-- Quoted passage --
During the period of the two World Wars, a further growth in the vineyard cultivation was noted, as the wine could be bottled and sold at a later time. After the end of the Second World War, however, the European wine producing countries regained their overseas markets once again, at about the same time that the new vineyards in Cyprus had started bearing fruit. This had, as an effect, the identification of various problems arising with the increase of the vineyard production. The problems escalated in 1949, which led to the foundation of Programme for the Vineyard products, with the aim of more effectively dealing with the problems.
With the passing of time, and with thanks to the development and expansion of existing, as well as new members of the wine producing industry, the exploration of new markets, and the increase tourism, the wine producing industry will always remain as one of the most important sectors of the Cypriot economy.
The Ambeli is for Cyprus, one of the most significant, large scale cultivations of the island just as it has been over many centuries. The fruit of the ambeli - the grape, as well as its derivatives, has been and will continue to be a vital source of income for thousands of families in Cypriot villages. The principal produce of the grape in Cyprus include different types and quality of wine; "zivania" - a very strong alcoholic aperitif; raisins; "shoushoukko"; "kkiofterkia"; "palouze"; and port.
From 1969, legislation was passed offering government subsidy on vineyard cultivations, with the objective to aid farmers and improve output. By 1971, a plan was laid down with the purpose of replacing older and non productive vineyards with new ones.
Today in Cyprus many different vineyards are cultivated, the wine producing kind as well as not, both local variations and new European families that have been imported over the last few years. Few of these variations are the dark, local type, "Palomino", "Malaga", "Soultanina", "Rozaki", "Veriko", etc.

-- Data lines --
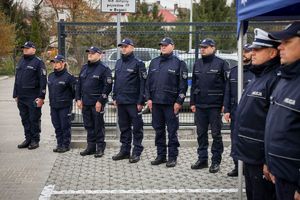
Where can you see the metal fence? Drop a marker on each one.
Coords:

-- What to work on --
a - Answer the following questions about the passage on Cypriot vineyards:
(i) In what year did the vineyard production problems escalate, leading to the foundation of the Programme for the Vineyard products?
(ii) What did the legislation passed from 1969 offer on vineyard cultivations?
(iii) How does the passage describe "zivania"?
b - Extend the passage on Cypriot vineyards, picking up after its final sentence.

-- Solved problems --
a -
(i) 1949.
(ii) Government subsidy.
(iii) As a very strong alcoholic aperitif.

b -
Cyprus today has a good range to choose from at prices that still represent very good value. Competition between the big boys and the smaller local producers, as well as from an ever growing range of imported wines from all over the world ensures this.
On the main Nicosia-Troodos road, 56 km from Nicosia and 56 km from Limassol (via Kato Amiantos and Saittas), the picturesque mountain villages of Galata and Kakopetria, situated in the Solea valley (or otherwise the apple valley), are popular hill resorts with a good range of hotels and restaurants, but also retaining much of the old folk architecture. Both villages are famous for their Byzantine churches. Other important villages, in the area are Evrikhou, Flassou and Korakou.
The area known as the ' Krassohoria' (the Wine Villages) is found on the south side of the Troodos range.
Old traditions are kept alive in these villages, where the cultivation of the vineyards, and wine making are still the main occupation of most of the inhabitants.
This is the area which produces the famous local red dry wine. Main villages in the area are Omodhos, Arsos, and Pachna. The area is reached from the Limassol Paphos road, turning right after Erimi village or from Limassol-Platres road.
11 km south west of Platres.
A wine producing village, once the property of Sir John de Brie, Prince of Galilee, with the Monastery of Stayros (Holy Cross), standing in the centre of the village. The monastery contains old icons, excellent wood carving and other ecclesiastical objects of interest, as well as a small National struggle museum.
An old House, with a wine-press known as Linos, is being restored and can also be visited. A wine festival is held in the village every August, and there is a large religious fair on 14 September.
4 km west of Platres.
Famous for its pottery and as the birthplace of Archbishop Sophronios II. Visitors can see the Pilavakion private pottery collection.
1.5 km south-west of Perapedhi, off the Limassol-Troodos road. An attractive wine-producing village with the single aisled vaulted church of Ayia Mavri, typical of 12th century architecture with murals of the late 15th century.
The Sterna Winery is situated between wine plantations at the road from Kathikas to Akordalia and wine has been produced here for over 3000 years.
The wine is slowly matured in the cool underground caves, aged more than 2000 years.
The winery is open to the public daily from 9:30 to 18:00. Wine tasting is free.
Kilani Vine Museum, Limassol
Here the sun is hot, the sky clear, the soil fertile. The people are friendly and hardworking. The olive tree, the carob tree, the lemon tree and the vine grow on our land. Our vines are blooming and our wines superb. A large mountainous area of the Limassol district is covered with vines. It is the well known area of 'Krassochoria" or wine-producing villages. Kilani is a picturesque village in this area.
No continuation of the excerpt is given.